Assignment:
Using the line that contains "of the green" as the start, restate each line word for word through the final line of the material below, and return only those.

--- Recorded data Enclosed Below ---

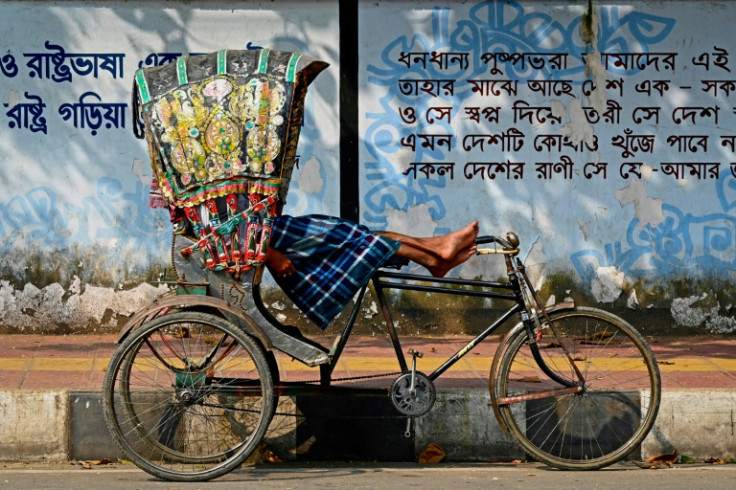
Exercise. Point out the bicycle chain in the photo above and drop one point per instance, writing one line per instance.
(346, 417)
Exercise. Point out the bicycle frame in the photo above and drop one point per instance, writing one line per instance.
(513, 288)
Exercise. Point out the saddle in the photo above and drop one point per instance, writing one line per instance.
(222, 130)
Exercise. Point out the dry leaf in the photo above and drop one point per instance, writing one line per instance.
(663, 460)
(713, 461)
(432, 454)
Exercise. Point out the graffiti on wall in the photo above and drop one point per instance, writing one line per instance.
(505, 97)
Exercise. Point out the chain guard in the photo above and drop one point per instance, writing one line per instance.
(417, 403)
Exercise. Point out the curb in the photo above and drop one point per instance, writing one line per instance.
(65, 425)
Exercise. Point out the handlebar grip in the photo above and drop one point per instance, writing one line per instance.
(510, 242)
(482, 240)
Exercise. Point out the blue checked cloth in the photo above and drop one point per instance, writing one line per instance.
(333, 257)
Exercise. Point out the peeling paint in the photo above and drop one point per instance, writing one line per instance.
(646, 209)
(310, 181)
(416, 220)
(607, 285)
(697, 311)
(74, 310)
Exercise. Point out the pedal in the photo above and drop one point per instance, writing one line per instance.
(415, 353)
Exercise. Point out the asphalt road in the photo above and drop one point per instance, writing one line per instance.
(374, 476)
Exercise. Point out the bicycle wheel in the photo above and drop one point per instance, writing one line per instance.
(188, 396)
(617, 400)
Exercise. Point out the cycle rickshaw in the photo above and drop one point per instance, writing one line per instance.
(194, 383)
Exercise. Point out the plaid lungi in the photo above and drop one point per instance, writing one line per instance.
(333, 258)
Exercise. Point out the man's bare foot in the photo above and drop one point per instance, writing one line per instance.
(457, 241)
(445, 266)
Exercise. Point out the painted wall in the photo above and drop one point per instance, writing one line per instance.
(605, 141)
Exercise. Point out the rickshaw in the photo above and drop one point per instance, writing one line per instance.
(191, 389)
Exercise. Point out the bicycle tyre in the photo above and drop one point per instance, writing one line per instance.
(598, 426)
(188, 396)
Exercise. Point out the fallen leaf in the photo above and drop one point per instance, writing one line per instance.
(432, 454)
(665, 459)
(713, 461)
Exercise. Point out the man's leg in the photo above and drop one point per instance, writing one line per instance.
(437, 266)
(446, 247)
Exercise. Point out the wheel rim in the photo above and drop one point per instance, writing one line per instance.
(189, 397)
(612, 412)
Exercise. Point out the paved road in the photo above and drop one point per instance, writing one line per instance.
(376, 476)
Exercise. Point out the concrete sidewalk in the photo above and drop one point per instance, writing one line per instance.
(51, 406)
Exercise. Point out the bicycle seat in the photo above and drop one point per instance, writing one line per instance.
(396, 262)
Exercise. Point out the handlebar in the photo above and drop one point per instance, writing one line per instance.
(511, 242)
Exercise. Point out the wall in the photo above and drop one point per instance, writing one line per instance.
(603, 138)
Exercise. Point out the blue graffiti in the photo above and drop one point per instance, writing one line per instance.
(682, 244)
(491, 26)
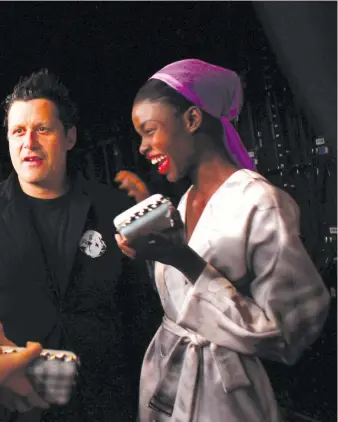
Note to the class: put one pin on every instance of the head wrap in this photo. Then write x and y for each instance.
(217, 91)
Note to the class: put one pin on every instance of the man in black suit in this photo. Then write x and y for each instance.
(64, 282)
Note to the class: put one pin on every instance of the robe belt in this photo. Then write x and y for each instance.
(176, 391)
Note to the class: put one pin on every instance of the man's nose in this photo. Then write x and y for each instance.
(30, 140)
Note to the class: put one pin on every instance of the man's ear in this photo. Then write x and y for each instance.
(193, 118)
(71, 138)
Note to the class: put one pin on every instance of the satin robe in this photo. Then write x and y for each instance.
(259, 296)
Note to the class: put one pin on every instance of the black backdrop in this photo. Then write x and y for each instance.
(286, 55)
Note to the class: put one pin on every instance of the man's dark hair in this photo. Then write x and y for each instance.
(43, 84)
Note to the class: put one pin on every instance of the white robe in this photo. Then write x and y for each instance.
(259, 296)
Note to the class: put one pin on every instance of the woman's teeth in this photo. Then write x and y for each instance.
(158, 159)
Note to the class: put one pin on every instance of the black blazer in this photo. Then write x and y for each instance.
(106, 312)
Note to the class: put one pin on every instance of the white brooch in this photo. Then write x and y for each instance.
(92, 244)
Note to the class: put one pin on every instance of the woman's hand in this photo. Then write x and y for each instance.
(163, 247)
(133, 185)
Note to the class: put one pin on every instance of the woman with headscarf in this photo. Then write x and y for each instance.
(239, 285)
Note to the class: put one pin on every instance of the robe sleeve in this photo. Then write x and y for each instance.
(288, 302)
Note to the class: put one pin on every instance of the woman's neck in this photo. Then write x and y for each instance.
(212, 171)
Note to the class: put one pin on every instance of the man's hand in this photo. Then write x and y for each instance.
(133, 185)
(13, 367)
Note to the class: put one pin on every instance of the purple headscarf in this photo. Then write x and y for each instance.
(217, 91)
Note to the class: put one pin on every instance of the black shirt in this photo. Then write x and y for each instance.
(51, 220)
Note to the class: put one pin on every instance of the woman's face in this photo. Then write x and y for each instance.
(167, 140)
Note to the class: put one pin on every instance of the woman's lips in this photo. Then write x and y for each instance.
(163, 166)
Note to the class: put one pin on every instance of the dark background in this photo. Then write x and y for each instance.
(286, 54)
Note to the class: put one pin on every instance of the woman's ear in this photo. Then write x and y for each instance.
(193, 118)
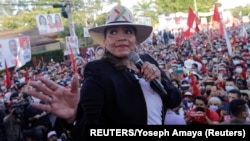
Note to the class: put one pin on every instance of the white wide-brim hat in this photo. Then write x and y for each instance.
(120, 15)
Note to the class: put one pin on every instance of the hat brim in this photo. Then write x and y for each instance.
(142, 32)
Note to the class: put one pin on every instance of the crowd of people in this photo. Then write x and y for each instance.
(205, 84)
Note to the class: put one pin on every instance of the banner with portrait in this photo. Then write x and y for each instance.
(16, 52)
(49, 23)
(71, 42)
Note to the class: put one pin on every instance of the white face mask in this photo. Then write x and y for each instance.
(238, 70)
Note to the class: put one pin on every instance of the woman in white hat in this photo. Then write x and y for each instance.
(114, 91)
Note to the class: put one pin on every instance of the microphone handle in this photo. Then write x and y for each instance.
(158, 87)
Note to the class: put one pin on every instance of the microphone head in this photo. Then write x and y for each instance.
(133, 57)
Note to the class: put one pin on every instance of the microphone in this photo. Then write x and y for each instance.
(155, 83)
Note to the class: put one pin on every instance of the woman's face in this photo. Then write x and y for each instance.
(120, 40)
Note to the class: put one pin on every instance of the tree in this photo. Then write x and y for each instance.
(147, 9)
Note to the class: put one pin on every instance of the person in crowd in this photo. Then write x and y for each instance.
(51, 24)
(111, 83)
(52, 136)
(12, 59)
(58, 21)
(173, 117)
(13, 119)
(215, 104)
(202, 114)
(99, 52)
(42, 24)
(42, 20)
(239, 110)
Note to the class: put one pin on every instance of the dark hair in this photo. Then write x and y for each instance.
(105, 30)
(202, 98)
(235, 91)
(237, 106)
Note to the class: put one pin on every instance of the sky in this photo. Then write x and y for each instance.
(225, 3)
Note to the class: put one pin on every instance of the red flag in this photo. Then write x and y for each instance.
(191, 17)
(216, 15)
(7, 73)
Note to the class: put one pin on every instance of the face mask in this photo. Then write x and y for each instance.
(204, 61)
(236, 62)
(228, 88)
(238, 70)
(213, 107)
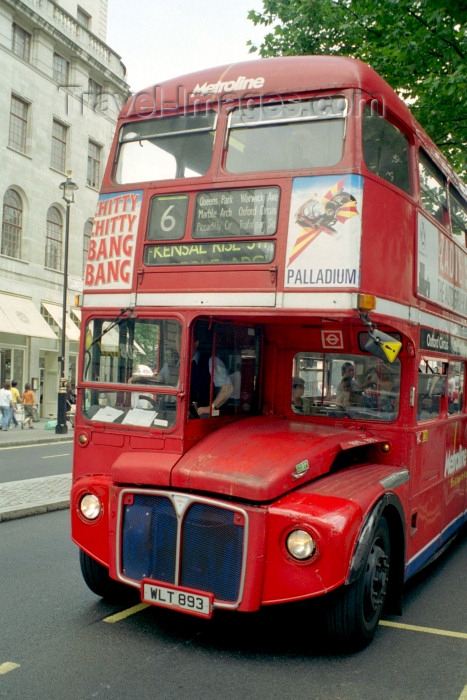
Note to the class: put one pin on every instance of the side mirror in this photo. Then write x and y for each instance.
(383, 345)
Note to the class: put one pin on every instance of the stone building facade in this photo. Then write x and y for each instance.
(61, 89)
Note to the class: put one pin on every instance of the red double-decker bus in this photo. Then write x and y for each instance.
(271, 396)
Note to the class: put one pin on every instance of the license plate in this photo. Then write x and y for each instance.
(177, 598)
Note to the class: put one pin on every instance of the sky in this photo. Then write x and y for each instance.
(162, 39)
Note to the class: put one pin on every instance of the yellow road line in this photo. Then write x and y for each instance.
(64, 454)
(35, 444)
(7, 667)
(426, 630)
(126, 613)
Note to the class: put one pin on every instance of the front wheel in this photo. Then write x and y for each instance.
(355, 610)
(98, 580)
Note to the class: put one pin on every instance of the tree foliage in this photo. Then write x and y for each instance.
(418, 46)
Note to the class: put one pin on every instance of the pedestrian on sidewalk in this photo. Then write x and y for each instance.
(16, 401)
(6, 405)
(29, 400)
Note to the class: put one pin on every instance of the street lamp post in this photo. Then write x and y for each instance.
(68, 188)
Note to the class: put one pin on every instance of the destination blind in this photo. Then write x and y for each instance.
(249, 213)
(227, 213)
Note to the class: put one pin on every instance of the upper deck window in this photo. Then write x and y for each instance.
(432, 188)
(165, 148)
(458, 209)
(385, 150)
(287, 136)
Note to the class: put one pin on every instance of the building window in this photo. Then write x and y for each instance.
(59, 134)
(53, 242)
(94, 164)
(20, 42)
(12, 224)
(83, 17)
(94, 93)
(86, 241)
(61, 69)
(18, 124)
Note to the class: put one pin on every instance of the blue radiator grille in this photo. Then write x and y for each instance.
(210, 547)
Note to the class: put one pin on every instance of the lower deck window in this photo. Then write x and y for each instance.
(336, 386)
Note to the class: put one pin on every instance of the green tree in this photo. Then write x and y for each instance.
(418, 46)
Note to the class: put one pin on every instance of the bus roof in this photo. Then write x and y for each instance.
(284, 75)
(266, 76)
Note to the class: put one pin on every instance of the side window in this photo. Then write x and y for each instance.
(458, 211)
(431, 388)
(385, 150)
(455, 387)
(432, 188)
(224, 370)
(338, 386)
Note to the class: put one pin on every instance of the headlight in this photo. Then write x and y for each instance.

--- End of Enclosed Recorded data ---

Result of the exercise:
Note to the class: put one pin on every instance of the green tree in this photo. Then write x and y for each instance.
(418, 46)
Note to the class: put one pin on every instance of the bus roof in this photo. Then write x and y for each instance.
(284, 75)
(266, 76)
Note to the class: put one pin on every instance of the side window in this photo. Then write x and y for each instance.
(458, 211)
(431, 388)
(385, 150)
(455, 387)
(432, 188)
(224, 370)
(338, 386)
Note to the class: put one pin on every instance of the headlight in this photo. Then write x and y for each instance.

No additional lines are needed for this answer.